┌──
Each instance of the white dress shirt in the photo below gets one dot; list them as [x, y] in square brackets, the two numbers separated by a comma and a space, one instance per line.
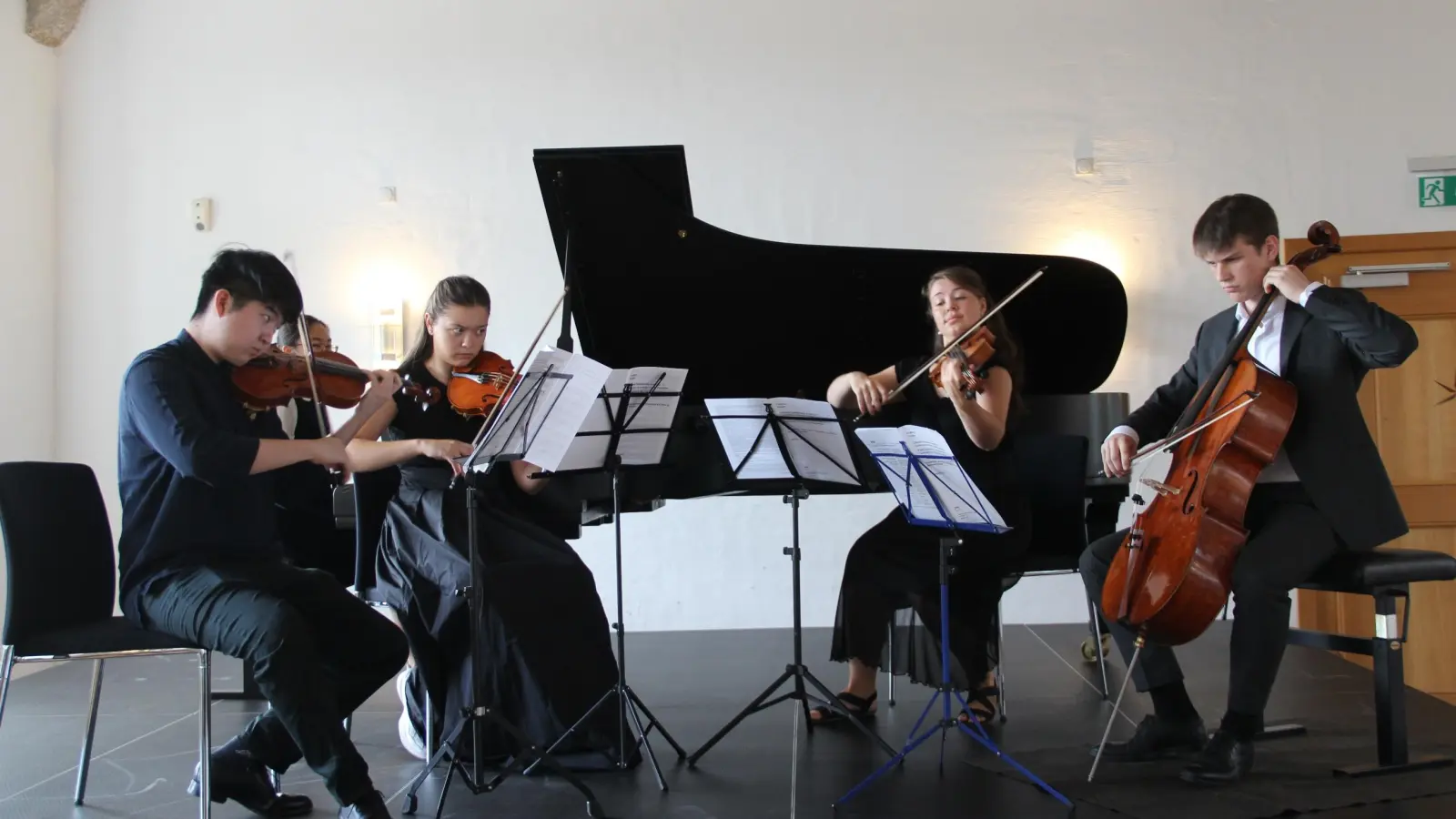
[1264, 346]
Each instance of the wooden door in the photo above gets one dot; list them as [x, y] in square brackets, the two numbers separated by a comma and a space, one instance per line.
[1411, 413]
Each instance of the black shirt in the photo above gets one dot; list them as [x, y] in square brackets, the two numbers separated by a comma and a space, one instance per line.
[184, 450]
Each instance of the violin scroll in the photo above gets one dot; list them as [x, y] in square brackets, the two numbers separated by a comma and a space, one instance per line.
[1325, 239]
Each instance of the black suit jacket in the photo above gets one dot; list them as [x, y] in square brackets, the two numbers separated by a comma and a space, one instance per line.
[1325, 350]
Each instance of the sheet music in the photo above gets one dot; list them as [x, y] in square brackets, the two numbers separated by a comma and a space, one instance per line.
[642, 413]
[808, 424]
[552, 411]
[963, 500]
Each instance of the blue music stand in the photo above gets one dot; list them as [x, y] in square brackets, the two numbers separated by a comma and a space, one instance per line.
[914, 465]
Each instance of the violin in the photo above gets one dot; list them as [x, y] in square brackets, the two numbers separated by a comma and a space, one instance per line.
[972, 356]
[480, 387]
[972, 350]
[276, 378]
[1172, 574]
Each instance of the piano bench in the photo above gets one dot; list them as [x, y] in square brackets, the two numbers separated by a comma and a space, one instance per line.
[1383, 574]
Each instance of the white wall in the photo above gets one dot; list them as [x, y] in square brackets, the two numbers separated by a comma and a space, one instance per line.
[929, 123]
[26, 244]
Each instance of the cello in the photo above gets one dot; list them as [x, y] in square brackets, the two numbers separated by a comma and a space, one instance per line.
[1172, 574]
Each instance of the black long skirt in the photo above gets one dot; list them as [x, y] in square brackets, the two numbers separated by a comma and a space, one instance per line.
[545, 647]
[892, 576]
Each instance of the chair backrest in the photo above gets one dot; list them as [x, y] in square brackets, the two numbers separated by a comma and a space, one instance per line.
[1052, 470]
[371, 496]
[57, 545]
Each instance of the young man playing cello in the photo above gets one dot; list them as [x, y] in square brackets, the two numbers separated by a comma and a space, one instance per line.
[200, 554]
[1325, 491]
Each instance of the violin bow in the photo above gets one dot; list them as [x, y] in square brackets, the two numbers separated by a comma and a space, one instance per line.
[313, 380]
[963, 337]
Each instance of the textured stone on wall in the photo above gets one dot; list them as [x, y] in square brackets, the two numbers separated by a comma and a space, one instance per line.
[50, 22]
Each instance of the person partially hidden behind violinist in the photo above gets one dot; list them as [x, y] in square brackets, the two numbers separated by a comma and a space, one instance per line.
[546, 644]
[305, 491]
[1325, 490]
[200, 555]
[895, 562]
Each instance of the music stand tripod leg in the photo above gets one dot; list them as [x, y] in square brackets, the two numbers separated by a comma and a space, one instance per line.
[944, 695]
[477, 713]
[797, 669]
[628, 702]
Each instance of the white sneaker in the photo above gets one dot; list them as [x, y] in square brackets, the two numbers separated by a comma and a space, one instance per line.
[410, 738]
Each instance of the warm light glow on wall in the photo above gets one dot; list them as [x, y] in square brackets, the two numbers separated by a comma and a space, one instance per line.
[1097, 248]
[382, 288]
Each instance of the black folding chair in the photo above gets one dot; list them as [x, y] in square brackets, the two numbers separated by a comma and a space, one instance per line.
[63, 588]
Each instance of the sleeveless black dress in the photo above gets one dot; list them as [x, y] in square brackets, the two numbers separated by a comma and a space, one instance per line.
[545, 646]
[895, 564]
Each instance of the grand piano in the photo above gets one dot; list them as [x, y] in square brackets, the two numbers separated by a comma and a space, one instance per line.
[652, 285]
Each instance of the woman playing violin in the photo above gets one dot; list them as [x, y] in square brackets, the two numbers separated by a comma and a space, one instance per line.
[895, 564]
[546, 636]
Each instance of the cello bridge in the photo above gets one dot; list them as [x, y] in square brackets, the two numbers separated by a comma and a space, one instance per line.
[1161, 487]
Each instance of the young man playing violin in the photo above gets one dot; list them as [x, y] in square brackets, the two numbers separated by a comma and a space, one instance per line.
[1325, 490]
[200, 555]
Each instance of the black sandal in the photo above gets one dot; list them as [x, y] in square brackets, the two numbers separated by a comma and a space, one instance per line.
[858, 705]
[980, 697]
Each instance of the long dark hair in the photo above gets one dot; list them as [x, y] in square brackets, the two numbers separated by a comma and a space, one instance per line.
[453, 292]
[1008, 353]
[288, 332]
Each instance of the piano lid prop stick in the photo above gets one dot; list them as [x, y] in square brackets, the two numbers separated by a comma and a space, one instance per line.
[963, 337]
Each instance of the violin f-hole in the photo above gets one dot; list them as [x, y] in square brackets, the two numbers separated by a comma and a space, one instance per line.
[1193, 490]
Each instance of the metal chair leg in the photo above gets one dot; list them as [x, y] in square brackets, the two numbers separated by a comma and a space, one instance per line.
[1001, 663]
[6, 665]
[84, 767]
[204, 719]
[1097, 647]
[430, 727]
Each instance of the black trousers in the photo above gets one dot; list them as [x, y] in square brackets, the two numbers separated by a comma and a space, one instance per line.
[1289, 540]
[895, 564]
[317, 651]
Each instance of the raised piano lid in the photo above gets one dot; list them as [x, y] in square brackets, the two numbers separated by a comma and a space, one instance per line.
[654, 286]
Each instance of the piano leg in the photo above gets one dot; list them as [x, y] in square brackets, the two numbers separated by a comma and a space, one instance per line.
[795, 671]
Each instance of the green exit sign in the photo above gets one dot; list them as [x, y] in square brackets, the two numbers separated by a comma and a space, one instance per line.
[1438, 191]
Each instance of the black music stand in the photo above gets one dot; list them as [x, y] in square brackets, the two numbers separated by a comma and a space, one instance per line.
[948, 501]
[499, 438]
[628, 700]
[795, 671]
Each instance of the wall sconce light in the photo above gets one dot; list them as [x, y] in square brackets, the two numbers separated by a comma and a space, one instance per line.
[389, 334]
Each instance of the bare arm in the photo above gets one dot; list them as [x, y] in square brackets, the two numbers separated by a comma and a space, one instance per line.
[985, 416]
[865, 392]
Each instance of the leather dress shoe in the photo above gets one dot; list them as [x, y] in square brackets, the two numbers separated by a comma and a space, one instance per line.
[242, 778]
[369, 807]
[1223, 761]
[1157, 738]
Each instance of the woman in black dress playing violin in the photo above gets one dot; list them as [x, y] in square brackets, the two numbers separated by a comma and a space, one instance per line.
[895, 564]
[546, 643]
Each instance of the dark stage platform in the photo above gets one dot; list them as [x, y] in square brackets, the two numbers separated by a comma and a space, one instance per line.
[696, 681]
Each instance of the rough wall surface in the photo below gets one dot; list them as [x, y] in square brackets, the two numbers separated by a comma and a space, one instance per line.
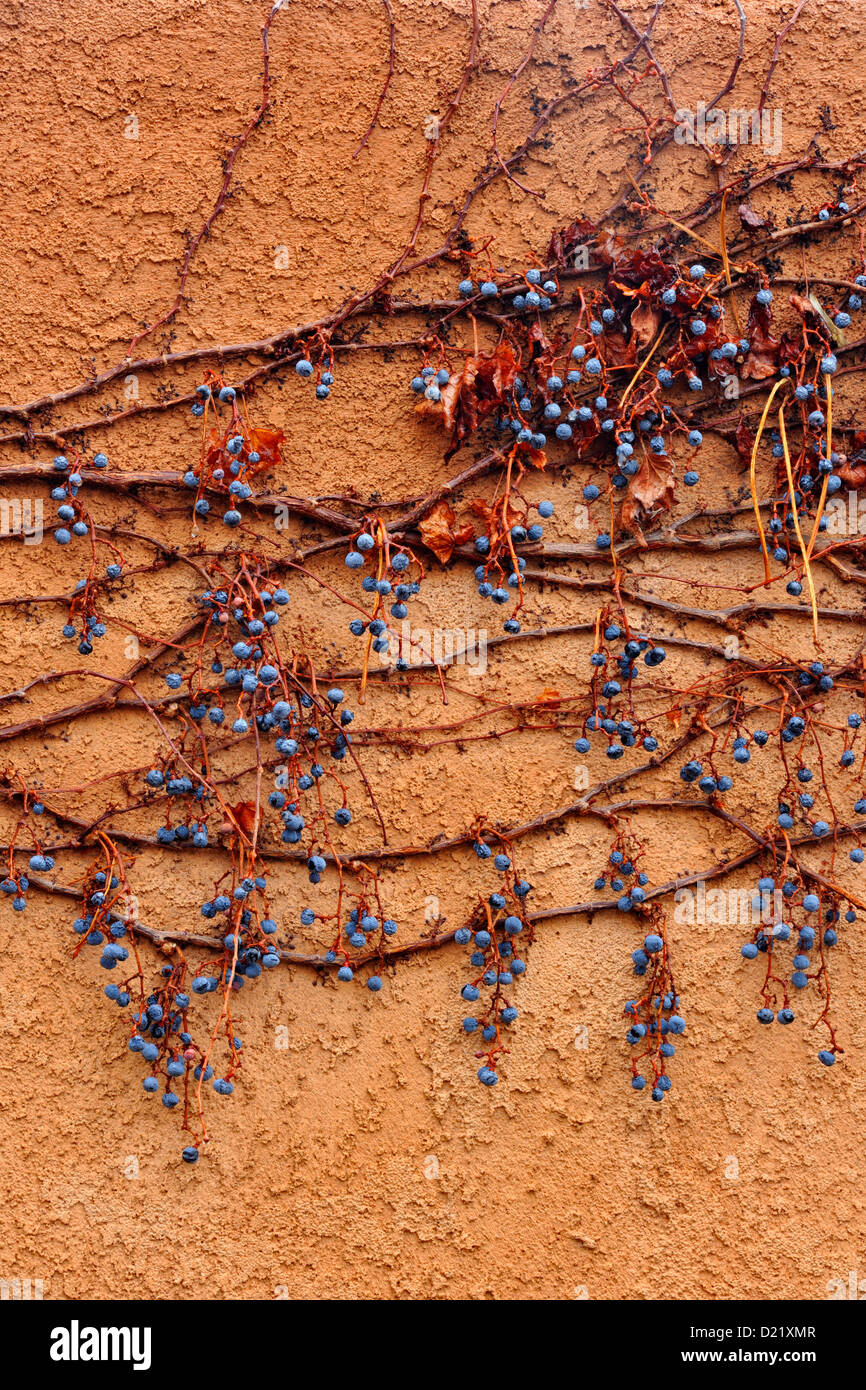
[364, 1159]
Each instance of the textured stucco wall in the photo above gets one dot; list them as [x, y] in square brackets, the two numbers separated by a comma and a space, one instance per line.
[364, 1159]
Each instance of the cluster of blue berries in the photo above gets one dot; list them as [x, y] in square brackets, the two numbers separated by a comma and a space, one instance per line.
[622, 733]
[816, 931]
[494, 937]
[388, 587]
[363, 931]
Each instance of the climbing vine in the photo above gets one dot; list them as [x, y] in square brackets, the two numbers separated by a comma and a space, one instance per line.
[578, 391]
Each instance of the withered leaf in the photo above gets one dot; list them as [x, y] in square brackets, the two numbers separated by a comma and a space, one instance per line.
[438, 534]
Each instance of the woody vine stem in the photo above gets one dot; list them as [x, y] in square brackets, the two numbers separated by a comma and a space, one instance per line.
[599, 373]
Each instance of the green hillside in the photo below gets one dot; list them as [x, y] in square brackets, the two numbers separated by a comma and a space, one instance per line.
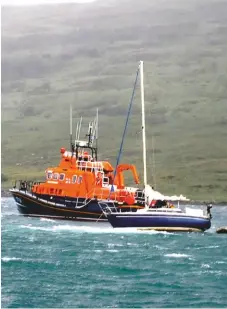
[87, 55]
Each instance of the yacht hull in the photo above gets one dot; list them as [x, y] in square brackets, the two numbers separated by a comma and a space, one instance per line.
[161, 222]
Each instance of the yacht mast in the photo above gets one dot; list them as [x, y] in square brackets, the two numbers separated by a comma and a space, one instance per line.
[143, 125]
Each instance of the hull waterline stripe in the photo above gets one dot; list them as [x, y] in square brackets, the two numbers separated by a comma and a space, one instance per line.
[56, 208]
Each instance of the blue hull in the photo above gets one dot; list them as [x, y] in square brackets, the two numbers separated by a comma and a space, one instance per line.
[164, 221]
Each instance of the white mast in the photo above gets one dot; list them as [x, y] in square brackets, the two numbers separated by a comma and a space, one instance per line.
[143, 125]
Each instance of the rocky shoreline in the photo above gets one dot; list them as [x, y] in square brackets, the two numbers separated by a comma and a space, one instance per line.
[6, 193]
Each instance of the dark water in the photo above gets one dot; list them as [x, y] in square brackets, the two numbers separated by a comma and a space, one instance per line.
[56, 264]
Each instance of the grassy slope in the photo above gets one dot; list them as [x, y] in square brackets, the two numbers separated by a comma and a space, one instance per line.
[87, 54]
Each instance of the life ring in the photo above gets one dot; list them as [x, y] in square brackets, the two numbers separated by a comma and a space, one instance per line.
[99, 178]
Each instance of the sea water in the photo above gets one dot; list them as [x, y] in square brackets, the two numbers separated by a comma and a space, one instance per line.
[60, 264]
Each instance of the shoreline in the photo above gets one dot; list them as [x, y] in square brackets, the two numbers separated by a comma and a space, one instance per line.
[6, 193]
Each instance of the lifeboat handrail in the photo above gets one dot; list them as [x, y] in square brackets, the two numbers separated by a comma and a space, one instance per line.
[85, 165]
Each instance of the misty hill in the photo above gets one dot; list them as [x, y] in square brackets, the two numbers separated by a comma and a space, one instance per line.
[87, 55]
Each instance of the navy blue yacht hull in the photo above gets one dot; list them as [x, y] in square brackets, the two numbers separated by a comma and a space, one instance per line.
[159, 222]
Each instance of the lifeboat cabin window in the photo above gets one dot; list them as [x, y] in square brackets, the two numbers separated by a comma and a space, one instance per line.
[105, 180]
[49, 175]
[55, 176]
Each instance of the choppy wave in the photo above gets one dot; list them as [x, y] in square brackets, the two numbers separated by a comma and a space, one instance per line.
[177, 255]
[97, 266]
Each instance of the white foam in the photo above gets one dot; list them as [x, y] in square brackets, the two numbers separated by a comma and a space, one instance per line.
[95, 229]
[205, 266]
[8, 259]
[177, 255]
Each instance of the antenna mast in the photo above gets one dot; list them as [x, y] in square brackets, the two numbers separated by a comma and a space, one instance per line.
[70, 128]
[143, 125]
[97, 126]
└──
• Problem to work on
Beginning at the line containing "Each instance of the navy", repeat each line exactly through the last line of the entries, and include no other lines.

• Finished exercise
Each instance of the navy blue yacht hull in the photo above gets one dot; list them as [x, y] in square brackets, the two numbers separated by a comma and a space, one instance per line.
[159, 222]
Each instance of the lifeboat cabin window in the photo above gets one dot; list them as [x, y] in square brackets, the two numbers separated by a comma and a space, one instance per line.
[105, 180]
[49, 175]
[55, 176]
Each instance of the choppy wave in the photo above gets one dot; list them as [x, y] in square brackets, the two numbers separated by a comma and a space, one instance per line.
[177, 255]
[97, 266]
Each instance of the white foam in the photo above gets one dot; list them as [x, y] in square brackets, the two numbers separated by a comma and a space, one instance per line.
[95, 229]
[205, 266]
[8, 259]
[177, 255]
Each instance of the antenna mast in the photo above gets one dot; list them as [x, y] in square brackets, the two numbers separated by a comma and a space, one instance per line.
[70, 128]
[143, 125]
[97, 126]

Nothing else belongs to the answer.